__Data to examine__:
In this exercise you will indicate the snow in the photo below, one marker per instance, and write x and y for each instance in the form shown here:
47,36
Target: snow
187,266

--

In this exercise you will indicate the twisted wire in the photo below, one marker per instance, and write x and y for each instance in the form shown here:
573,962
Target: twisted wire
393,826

* * *

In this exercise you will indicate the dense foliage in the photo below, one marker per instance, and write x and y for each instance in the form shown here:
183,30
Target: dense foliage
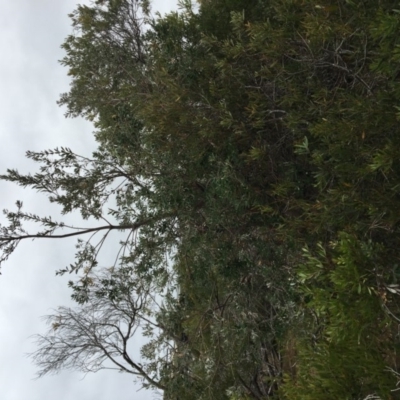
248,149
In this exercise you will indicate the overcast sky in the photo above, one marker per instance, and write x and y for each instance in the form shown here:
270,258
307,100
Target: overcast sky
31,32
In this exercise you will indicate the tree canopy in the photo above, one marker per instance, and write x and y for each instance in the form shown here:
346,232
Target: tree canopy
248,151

__Your task__:
Go through the material and copy each line in which the word "below" occurs.

__Worked solution__:
In this exercise you will indicate the snow in the photo below, one marker per instance, and write x and y for each instance in the form shown here:
In this exercise you will indicate the twisted wire in the photo below, one marker per instance, and write x and y for each instance in the form shown here:
In this exercise you will indicate the dense foliage in the photo below, one marker per instance, and write x and y for each instance in the form shown here:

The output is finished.